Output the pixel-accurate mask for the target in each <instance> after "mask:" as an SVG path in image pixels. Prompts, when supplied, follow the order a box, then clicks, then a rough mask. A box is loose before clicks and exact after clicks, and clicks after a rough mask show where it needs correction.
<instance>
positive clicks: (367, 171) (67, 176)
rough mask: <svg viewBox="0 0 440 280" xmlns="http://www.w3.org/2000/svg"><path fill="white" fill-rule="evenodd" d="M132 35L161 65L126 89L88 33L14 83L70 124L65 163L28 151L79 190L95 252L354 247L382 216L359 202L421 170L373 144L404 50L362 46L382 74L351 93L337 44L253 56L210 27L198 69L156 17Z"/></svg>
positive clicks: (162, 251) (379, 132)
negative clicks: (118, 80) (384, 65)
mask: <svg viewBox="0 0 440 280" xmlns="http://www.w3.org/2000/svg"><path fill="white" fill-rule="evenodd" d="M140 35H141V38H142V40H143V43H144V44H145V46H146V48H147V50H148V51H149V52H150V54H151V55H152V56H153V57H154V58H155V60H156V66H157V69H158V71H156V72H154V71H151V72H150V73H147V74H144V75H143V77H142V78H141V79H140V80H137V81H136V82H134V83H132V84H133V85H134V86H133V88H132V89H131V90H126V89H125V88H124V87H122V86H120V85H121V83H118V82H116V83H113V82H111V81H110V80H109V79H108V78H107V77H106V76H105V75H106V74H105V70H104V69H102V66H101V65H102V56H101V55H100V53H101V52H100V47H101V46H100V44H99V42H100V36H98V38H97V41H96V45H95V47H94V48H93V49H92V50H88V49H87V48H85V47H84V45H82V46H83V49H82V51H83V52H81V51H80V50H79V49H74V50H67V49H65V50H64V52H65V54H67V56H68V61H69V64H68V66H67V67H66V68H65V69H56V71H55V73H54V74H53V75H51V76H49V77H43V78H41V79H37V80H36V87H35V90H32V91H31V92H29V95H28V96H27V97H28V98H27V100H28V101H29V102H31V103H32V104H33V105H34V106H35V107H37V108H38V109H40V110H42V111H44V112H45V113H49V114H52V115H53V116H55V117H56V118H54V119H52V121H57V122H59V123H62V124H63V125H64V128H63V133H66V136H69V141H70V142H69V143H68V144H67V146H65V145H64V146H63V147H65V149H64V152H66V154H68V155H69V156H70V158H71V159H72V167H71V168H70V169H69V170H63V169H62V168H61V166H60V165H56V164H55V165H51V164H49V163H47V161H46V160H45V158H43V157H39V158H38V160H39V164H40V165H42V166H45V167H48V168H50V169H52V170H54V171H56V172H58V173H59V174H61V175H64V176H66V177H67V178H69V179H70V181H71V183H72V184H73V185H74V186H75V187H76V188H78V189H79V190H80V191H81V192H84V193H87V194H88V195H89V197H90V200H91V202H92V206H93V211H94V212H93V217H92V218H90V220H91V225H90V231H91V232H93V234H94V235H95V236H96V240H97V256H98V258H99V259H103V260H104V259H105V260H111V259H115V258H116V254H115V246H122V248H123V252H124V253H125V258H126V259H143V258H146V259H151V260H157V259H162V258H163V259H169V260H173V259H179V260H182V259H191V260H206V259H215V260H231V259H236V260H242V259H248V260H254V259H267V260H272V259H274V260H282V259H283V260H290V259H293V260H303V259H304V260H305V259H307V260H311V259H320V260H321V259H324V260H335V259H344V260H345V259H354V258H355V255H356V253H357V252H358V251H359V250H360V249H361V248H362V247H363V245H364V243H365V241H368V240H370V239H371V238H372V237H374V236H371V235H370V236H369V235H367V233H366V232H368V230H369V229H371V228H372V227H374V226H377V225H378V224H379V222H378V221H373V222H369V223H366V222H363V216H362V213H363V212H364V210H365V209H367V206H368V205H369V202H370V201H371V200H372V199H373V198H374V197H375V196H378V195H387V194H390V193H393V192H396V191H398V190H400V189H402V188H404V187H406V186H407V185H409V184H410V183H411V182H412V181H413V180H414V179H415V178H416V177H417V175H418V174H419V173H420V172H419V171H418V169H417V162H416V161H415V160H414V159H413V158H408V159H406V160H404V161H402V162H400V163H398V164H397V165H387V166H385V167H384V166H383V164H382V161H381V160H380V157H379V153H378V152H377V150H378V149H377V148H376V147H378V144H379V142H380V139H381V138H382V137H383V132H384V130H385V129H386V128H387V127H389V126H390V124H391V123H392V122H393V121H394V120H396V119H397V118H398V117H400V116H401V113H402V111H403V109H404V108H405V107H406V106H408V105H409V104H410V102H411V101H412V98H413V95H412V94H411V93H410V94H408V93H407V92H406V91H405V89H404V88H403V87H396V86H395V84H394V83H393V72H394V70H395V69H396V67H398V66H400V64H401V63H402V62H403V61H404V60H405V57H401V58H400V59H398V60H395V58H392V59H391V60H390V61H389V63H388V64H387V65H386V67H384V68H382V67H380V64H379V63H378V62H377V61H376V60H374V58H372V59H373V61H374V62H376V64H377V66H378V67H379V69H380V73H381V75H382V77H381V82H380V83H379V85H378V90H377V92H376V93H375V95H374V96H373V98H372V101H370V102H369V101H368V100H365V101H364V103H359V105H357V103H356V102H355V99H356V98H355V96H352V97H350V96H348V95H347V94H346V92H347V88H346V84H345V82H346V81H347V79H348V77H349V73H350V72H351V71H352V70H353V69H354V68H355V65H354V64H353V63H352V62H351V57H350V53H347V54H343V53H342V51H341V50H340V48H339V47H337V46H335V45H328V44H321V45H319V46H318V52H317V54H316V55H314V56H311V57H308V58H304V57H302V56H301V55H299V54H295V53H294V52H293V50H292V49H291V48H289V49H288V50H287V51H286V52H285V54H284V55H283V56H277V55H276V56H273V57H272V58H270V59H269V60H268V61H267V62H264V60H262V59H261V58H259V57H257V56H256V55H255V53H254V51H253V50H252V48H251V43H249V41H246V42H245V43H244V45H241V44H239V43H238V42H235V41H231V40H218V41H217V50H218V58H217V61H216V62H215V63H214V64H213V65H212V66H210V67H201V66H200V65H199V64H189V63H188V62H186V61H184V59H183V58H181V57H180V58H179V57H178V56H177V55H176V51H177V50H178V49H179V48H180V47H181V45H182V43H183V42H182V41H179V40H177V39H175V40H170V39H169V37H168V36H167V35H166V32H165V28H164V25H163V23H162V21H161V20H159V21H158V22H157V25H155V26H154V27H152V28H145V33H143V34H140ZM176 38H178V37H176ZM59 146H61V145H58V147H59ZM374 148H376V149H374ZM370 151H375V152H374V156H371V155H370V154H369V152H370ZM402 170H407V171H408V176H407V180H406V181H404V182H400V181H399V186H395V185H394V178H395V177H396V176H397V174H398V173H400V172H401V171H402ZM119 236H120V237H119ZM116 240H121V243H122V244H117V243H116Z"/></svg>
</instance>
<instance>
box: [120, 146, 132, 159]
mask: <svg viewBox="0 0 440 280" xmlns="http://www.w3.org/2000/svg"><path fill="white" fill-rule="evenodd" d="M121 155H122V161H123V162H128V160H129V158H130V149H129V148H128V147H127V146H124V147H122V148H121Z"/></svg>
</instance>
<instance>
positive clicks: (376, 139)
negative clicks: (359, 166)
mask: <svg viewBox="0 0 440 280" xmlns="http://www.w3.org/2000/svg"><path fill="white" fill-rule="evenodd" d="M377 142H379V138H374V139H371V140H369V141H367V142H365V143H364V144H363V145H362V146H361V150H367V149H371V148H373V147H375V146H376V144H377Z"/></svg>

-------------------------

### Task instructions:
All lines from the one that contains "box: [120, 146, 132, 159]" through the end of the material are to be quoted exactly, with both ends included.

### Written answer:
box: [120, 146, 132, 159]
mask: <svg viewBox="0 0 440 280" xmlns="http://www.w3.org/2000/svg"><path fill="white" fill-rule="evenodd" d="M121 155H122V161H123V162H128V160H129V158H130V149H129V148H128V147H127V146H124V147H122V148H121Z"/></svg>
</instance>
<instance>
positive clicks: (376, 139)
negative clicks: (359, 166)
mask: <svg viewBox="0 0 440 280" xmlns="http://www.w3.org/2000/svg"><path fill="white" fill-rule="evenodd" d="M377 142H379V138H374V139H371V140H369V141H367V142H365V143H364V144H363V145H362V146H361V150H367V149H371V148H373V147H375V146H376V144H377Z"/></svg>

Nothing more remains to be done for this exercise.